• **WORK ORDER 1**
Please reproduce word for word everything in the Rikai quickstart from "model.train()" down to "losses = sum(loss_dict.values())".
• **WORK ORDER 2**
Summarize the Rikai quickstart in two sentences.

Quickstart

In this quickstart, we illustrate a user journey from data cleaning to model training to model evaluation using PyTorch and Rikai.

Installation

pip install rikai[torch]

Step 1. Feature Engineering

Let’s start feature engineering using Spark.

from pyspark.sql import SparkSession
from pyspark.ml.linalg import DenseMetrix
from rikai.types import Image, Box2d
from rikai import numpy as np

spark = (
    SparkSession
    .builder
    .appName("rikai-quickstart")
    .getOrCreate()
)

df = spark.createDataFrame(
    [
        {
            "id": 1,
            "image": Image("s3://foo/bar/1.png"),
            "annotations": [
                Row(
                    text="cat",
                    label=2,
                    mask=np.random(size=(256, 256)),
                    bbox=Box2d(xmin=1.0, ymin=2.0, xmax=3.0, ymax=4.0)
                )
            ]
        },
    ]
)

df.write.format("rikai").save("my_dataset")

The magic here is that Rikai maintains commonly used Semantic Types , takes care of SerDe and visualization in notebooks.

Additionally, Rikai community maintains a set of pre-baked connectors, such as COCO and ROS Bag

When it is ready, we can submit the script via spark-submit

spark-submit \
  --master yarn \
  script.py

Step 2. Inspect Dataset

We can then inspect the dataset in a Jupyter Notebook.

df = spark.read.format("rikai").load("my_dataset")
df.printSchema()
df.show(5)

Step 3. Train the model

Use this dataset in Pytorch

import torch
import torchvision
from rikai.torch.vision import Dataset
from torch.utils.data import DataLoader

device = torch.device("cuda") if \
    torch.cuda.is_available() else torch.device("cpu")

dataset = Dataset(
    "my_dataset",
    image_column="image",
    target_column='annotations',
    transform=torchvision.transforms.ToTensor(),
)

data_loader = DataLoader(
    dataset,
    batch_size=8,
    num_workers=4,
)

model.train()
for epoch in range(10):
    for imgs, annotations in data_loader:
        loss_dict = model(imgs, annotations)
        losses = sum(loss_dict.values())
        optimizer.zero_grad()
        losses.backward()
        optimizer.step()

Rikai offers MLflow integration. When a model registered with MLflow, it will be available to SQL ML directly.

import rikai.mlflow

with mlflow.start_run() as run:
    # training loop
    for epoch in range(10):
        for imgs, annotations in data_loader:
            ...

    rikai.mlflow.pytorch.log_model(model, "model",
        model_type="ssd"
        registered_model_name="my_ssd")

Once the training finishes, Model my_ssd is available for SQL ML to use.

SELECT
    id,
    ML_PREDICT(my_ssd_model, image) as detections,
    annotations
FROM my_dataset
WHERE split = 'eval'
LIMIT 10

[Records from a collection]
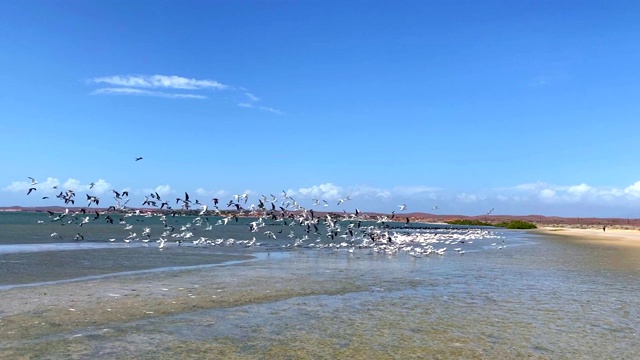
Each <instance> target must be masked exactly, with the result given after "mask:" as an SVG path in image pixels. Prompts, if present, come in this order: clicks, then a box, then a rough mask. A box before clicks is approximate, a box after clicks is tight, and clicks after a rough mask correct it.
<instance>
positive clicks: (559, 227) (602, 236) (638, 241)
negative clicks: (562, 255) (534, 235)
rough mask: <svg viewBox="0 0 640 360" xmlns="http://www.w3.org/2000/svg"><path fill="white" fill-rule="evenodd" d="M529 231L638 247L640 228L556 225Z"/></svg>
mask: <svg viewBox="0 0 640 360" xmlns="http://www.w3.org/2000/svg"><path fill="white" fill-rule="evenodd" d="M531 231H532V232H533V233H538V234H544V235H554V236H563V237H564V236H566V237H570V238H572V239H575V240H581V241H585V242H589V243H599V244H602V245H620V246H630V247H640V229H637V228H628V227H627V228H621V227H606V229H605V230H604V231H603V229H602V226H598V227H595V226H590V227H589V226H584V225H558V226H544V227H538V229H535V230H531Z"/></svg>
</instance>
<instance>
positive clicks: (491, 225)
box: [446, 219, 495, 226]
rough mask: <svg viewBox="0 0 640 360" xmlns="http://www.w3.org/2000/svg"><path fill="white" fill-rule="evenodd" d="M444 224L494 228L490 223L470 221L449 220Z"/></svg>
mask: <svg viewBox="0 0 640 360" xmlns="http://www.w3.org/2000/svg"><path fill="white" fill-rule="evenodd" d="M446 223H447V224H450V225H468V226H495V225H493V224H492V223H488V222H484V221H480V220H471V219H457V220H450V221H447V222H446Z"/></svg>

• **RESPONSE BOX 1**
model.train()
for epoch in range(10):
    for imgs, annotations in data_loader:
        loss_dict = model(imgs, annotations)
        losses = sum(loss_dict.values())

• **RESPONSE BOX 2**
The Rikai quickstart walks through a user journey from data cleaning to model training to model evaluation using PyTorch and Rikai. It builds a dataset with Spark and saves it in Rikai format, inspects it in a Jupyter Notebook, trains a model on it in PyTorch, and registers that model with MLflow so it becomes available to SQL ML.